Copy out the stretch of entries from the line containing "trace --target haze" through the line containing "[[[0,1],[0,493],[659,492],[659,2]]]", both included, omitting any pictures from your copy.

• _Source data_
--- Begin ---

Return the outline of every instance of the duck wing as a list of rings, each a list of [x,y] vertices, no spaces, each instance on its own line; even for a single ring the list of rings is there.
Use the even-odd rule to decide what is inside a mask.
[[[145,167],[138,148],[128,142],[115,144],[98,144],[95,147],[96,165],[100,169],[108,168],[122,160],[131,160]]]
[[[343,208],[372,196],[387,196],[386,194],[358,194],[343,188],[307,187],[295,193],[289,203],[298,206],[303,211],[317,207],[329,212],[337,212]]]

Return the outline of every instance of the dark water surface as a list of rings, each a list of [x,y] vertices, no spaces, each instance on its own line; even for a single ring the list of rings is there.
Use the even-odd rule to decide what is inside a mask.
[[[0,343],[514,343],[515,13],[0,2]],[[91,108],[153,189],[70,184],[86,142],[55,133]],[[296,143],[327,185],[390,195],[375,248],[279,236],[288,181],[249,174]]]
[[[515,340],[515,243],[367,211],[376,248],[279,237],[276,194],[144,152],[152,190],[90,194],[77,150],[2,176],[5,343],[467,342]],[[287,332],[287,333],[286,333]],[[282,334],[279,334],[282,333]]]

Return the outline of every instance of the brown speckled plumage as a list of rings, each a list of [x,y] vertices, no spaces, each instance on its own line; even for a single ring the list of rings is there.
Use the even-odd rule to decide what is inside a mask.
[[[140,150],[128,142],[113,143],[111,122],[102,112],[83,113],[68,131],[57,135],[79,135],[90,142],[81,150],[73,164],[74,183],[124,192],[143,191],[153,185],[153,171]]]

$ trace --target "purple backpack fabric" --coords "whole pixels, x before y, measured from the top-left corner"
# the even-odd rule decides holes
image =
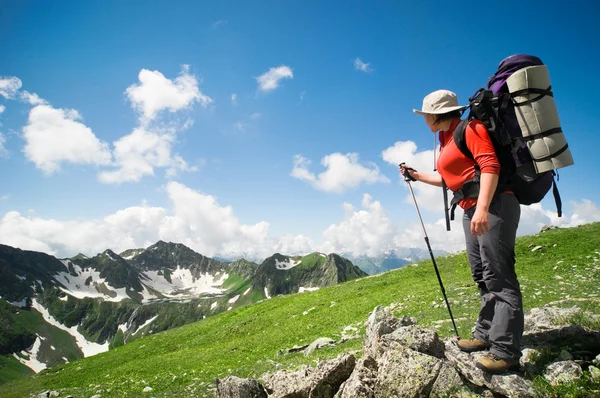
[[[556,187],[553,170],[538,174],[535,171],[531,154],[527,145],[519,138],[523,137],[510,93],[508,79],[516,71],[528,67],[544,65],[541,59],[533,55],[516,54],[505,58],[498,65],[498,70],[489,78],[486,88],[479,89],[469,98],[469,119],[479,119],[490,133],[498,159],[502,165],[501,183],[511,189],[519,203],[530,205],[540,202],[553,188],[558,216],[562,215],[562,202]],[[550,87],[548,93],[550,93]],[[544,94],[545,95],[545,94]],[[550,93],[551,95],[551,93]],[[464,122],[466,122],[464,121]],[[466,123],[459,124],[454,132],[457,147],[467,156],[473,158],[464,139]],[[467,185],[465,183],[465,185]],[[461,192],[459,196],[474,197],[479,192]],[[455,193],[455,199],[458,200]]]

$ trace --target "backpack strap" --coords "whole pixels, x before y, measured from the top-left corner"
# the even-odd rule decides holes
[[[462,188],[458,191],[454,192],[454,196],[452,201],[450,201],[450,219],[454,220],[454,211],[456,210],[456,206],[458,203],[465,198],[477,198],[479,196],[479,181],[481,179],[481,169],[479,165],[475,163],[475,159],[473,154],[467,147],[466,140],[466,130],[467,125],[469,124],[469,118],[461,120],[460,123],[454,129],[454,142],[456,143],[456,147],[459,151],[461,151],[466,157],[473,160],[473,165],[475,167],[475,176],[473,179],[466,181]],[[444,184],[445,186],[445,184]]]

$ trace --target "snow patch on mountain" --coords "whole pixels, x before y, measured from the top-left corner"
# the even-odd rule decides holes
[[[112,261],[117,261],[115,260],[115,258],[113,256],[110,255],[110,253],[107,251],[104,252],[104,255],[106,255],[108,258],[110,258]]]
[[[298,293],[314,292],[315,290],[319,290],[319,288],[318,287],[302,287],[302,286],[300,286],[300,288],[298,289]]]
[[[14,305],[15,307],[19,307],[19,308],[25,308],[27,307],[27,297],[25,297],[23,300],[21,301],[8,301],[10,304]]]
[[[63,292],[70,294],[73,297],[77,297],[78,299],[91,297],[102,298],[106,301],[119,302],[123,299],[130,298],[127,295],[126,288],[123,287],[117,289],[110,286],[108,282],[106,282],[105,278],[100,277],[100,272],[92,268],[82,269],[79,265],[72,263],[70,260],[60,261],[67,269],[70,263],[77,274],[77,276],[73,276],[69,272],[59,272],[58,274],[54,275],[54,279],[64,286],[60,287]],[[113,292],[114,297],[102,292],[100,290],[100,286],[103,287],[103,290]]]
[[[62,323],[58,322],[52,315],[50,315],[48,310],[44,308],[43,305],[38,303],[36,299],[32,300],[31,308],[35,309],[40,314],[42,314],[44,320],[50,325],[56,326],[57,328],[62,329],[65,332],[69,333],[71,336],[73,336],[75,338],[75,341],[77,342],[77,346],[79,347],[79,349],[81,349],[81,352],[83,353],[84,357],[89,357],[92,355],[99,354],[101,352],[108,351],[108,341],[104,344],[98,344],[91,341],[87,341],[86,338],[77,330],[77,325],[69,328],[63,325]]]
[[[159,271],[145,271],[143,275],[147,278],[144,284],[168,297],[221,294],[226,290],[222,285],[229,277],[228,274],[223,274],[217,279],[213,275],[202,274],[199,278],[194,278],[189,269],[179,266],[171,271],[171,282],[160,275]]]
[[[288,259],[287,261],[275,260],[275,268],[281,269],[281,270],[288,270],[288,269],[294,268],[295,266],[297,266],[301,262],[302,262],[301,260],[294,261],[291,258]]]
[[[137,330],[135,332],[133,332],[133,334],[137,334],[137,332],[139,332],[140,330],[142,330],[143,328],[145,328],[146,326],[150,325],[152,322],[154,322],[154,320],[158,318],[158,315],[148,319],[146,322],[144,322],[144,324],[142,326],[140,326],[139,328],[137,328]]]

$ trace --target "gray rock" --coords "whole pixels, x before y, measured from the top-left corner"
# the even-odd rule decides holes
[[[340,385],[348,380],[355,365],[354,355],[321,362],[312,374],[309,398],[333,398]]]
[[[294,352],[299,352],[299,351],[304,351],[305,349],[308,348],[308,344],[304,344],[304,345],[295,345],[292,348],[289,348],[286,352],[288,354],[293,354]]]
[[[379,345],[381,336],[392,333],[399,326],[413,325],[411,318],[396,318],[392,312],[383,306],[375,307],[367,319],[365,339],[363,341],[363,354],[377,359],[383,353]]]
[[[557,326],[565,326],[564,320],[581,312],[577,307],[541,307],[532,308],[525,314],[525,330],[529,333],[556,329]]]
[[[431,388],[430,397],[460,396],[461,393],[469,394],[465,383],[453,366],[447,362],[442,363],[442,368]],[[468,395],[466,395],[468,396]]]
[[[581,366],[573,361],[554,362],[546,368],[544,378],[553,386],[576,381],[581,378]]]
[[[318,350],[320,348],[323,348],[325,346],[328,345],[335,345],[335,340],[330,339],[328,337],[321,337],[316,339],[315,341],[313,341],[305,350],[304,350],[304,355],[310,355],[312,354],[315,350]]]
[[[376,397],[427,397],[442,361],[405,347],[392,347],[379,360]]]
[[[262,381],[269,398],[332,398],[350,377],[355,364],[354,355],[340,355],[320,362],[315,369],[278,371],[263,376]]]
[[[556,357],[554,362],[564,362],[564,361],[572,361],[572,360],[573,360],[573,355],[571,355],[571,353],[569,351],[567,351],[563,348],[562,350],[560,350],[560,354],[558,354],[558,357]]]
[[[428,354],[437,358],[444,358],[444,344],[438,334],[418,325],[401,326],[392,333],[381,337],[382,345],[392,343]]]
[[[539,366],[536,365],[535,359],[538,358],[540,352],[534,348],[525,348],[521,351],[521,358],[519,359],[519,364],[521,367],[534,375],[539,375],[542,373],[543,369],[540,369]]]
[[[350,378],[340,386],[335,398],[375,398],[373,385],[377,378],[377,368],[377,361],[373,358],[361,358]]]
[[[308,398],[310,380],[313,369],[303,366],[296,372],[279,370],[262,377],[269,398]]]
[[[483,372],[475,366],[475,358],[472,354],[461,351],[456,345],[456,339],[446,339],[444,355],[456,370],[467,380],[476,386],[485,386]]]
[[[267,393],[258,380],[229,376],[215,380],[216,398],[267,398]]]
[[[469,382],[487,387],[496,394],[509,397],[533,397],[532,383],[516,372],[507,372],[501,375],[492,375],[475,366],[475,361],[485,355],[485,352],[466,353],[458,349],[455,339],[445,341],[445,355],[448,361]]]

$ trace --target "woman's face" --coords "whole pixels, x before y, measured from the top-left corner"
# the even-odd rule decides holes
[[[437,133],[438,129],[436,127],[435,115],[425,115],[425,124],[429,127],[432,133]]]

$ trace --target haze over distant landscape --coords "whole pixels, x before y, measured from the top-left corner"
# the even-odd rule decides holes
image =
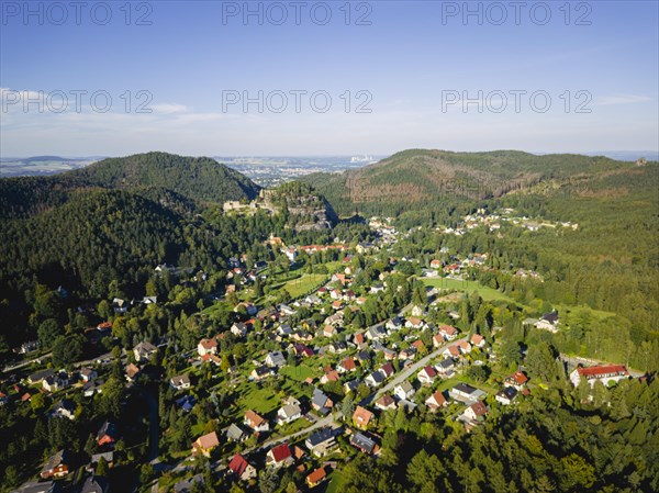
[[[0,1],[0,493],[659,492],[659,2]]]

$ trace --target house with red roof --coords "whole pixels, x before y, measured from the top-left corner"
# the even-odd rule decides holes
[[[309,488],[315,488],[321,484],[327,478],[325,468],[319,468],[306,477],[306,484]]]
[[[266,455],[266,464],[280,468],[293,463],[293,452],[288,444],[283,442],[272,447]]]
[[[256,468],[247,462],[239,453],[236,453],[231,462],[228,462],[228,469],[241,480],[249,481],[256,478]]]
[[[435,377],[437,377],[437,370],[435,370],[433,367],[431,367],[429,365],[422,368],[418,373],[416,373],[416,379],[423,384],[423,385],[429,385],[435,381]]]
[[[217,439],[217,434],[215,432],[211,432],[206,435],[199,437],[192,444],[192,453],[210,457],[211,451],[220,445],[220,440]]]
[[[629,378],[629,372],[624,365],[596,365],[588,368],[580,366],[570,373],[570,381],[574,386],[578,386],[582,379],[593,386],[596,381],[607,385],[626,378]]]
[[[368,411],[366,407],[361,407],[360,405],[358,405],[355,410],[355,413],[353,413],[353,422],[355,423],[355,426],[361,429],[368,428],[368,425],[371,423],[373,417],[373,413]]]
[[[433,393],[428,399],[425,400],[425,404],[434,413],[437,410],[448,405],[448,401],[444,394],[439,391]]]
[[[214,338],[211,339],[201,339],[197,345],[197,352],[199,356],[205,355],[216,355],[217,354],[217,340]]]
[[[515,371],[513,374],[505,378],[503,384],[505,386],[514,386],[516,390],[522,391],[526,382],[528,382],[528,377],[522,371]]]
[[[440,325],[439,334],[442,334],[445,340],[453,340],[458,337],[458,329],[453,325]]]
[[[471,336],[470,341],[471,341],[472,346],[474,346],[479,349],[482,349],[485,347],[485,338],[483,336],[481,336],[480,334],[473,334]]]

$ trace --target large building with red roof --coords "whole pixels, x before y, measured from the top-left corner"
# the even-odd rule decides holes
[[[622,379],[629,378],[629,372],[624,365],[596,365],[594,367],[578,367],[570,373],[570,381],[574,386],[579,385],[581,379],[593,386],[596,381],[604,383],[617,382]]]

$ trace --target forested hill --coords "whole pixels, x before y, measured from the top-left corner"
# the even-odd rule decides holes
[[[222,203],[254,199],[260,188],[244,175],[208,157],[167,153],[109,158],[87,168],[51,177],[0,179],[0,217],[29,216],[62,205],[75,190],[123,189],[136,193],[154,190],[196,202]]]
[[[572,154],[536,156],[516,150],[451,153],[410,149],[339,175],[305,181],[339,214],[399,214],[420,204],[444,206],[463,199],[498,198],[538,183],[561,189],[602,173],[625,172],[633,163]]]

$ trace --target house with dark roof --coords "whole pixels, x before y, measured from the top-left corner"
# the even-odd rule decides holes
[[[217,439],[217,434],[215,432],[211,432],[194,440],[194,444],[192,444],[192,453],[201,453],[202,456],[210,457],[213,449],[219,445],[220,440]]]
[[[179,376],[172,377],[169,380],[169,385],[174,390],[190,389],[190,376],[188,376],[188,374],[179,374]]]
[[[76,418],[76,405],[69,399],[63,399],[53,406],[51,417],[66,417],[68,419]]]
[[[91,475],[85,480],[80,493],[109,493],[110,483],[105,478]]]
[[[325,472],[325,468],[319,468],[311,472],[306,477],[306,484],[309,488],[315,488],[321,484],[327,478],[327,473]]]
[[[485,392],[482,390],[474,389],[467,383],[458,383],[451,390],[448,391],[448,394],[451,399],[456,401],[463,402],[466,404],[471,404],[472,402],[478,401],[482,396],[485,395]]]
[[[135,361],[137,362],[148,361],[156,352],[158,352],[158,348],[149,341],[139,343],[133,348]]]
[[[380,411],[395,410],[395,400],[391,395],[384,394],[376,401],[375,405]]]
[[[499,392],[494,399],[503,405],[511,405],[515,397],[517,396],[517,390],[514,386],[504,386]]]
[[[355,426],[361,429],[368,428],[368,425],[375,418],[373,413],[368,411],[366,407],[357,406],[355,413],[353,413],[353,422]]]
[[[369,455],[377,453],[380,449],[378,444],[376,444],[376,440],[359,432],[353,434],[350,437],[350,445],[361,450],[364,453]]]
[[[245,432],[241,429],[235,423],[228,425],[226,428],[226,439],[230,441],[244,441],[247,438]]]
[[[322,415],[326,415],[332,411],[334,406],[334,402],[325,395],[325,393],[320,389],[313,390],[313,395],[311,397],[311,407],[321,413]]]
[[[434,392],[425,400],[425,405],[434,413],[437,410],[448,405],[448,401],[444,396],[444,394],[439,391]]]
[[[249,410],[245,413],[244,424],[246,426],[249,426],[255,432],[269,432],[270,430],[270,424],[268,423],[268,421],[252,410]]]
[[[98,446],[102,447],[103,445],[112,445],[116,440],[119,440],[119,430],[116,425],[111,421],[104,422],[97,434]]]
[[[191,478],[186,478],[174,484],[174,493],[192,493],[196,484],[203,484],[203,474],[194,474]]]
[[[71,467],[70,453],[67,450],[59,450],[46,460],[42,468],[41,477],[44,480],[60,479],[69,473]]]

--- End ---

• _The completed task_
$ trace --target haze over distant landscape --coords "whole pixels, x before y, measured from the top-left corner"
# the even-odd rule decides holes
image =
[[[0,1],[0,493],[659,492],[659,2]]]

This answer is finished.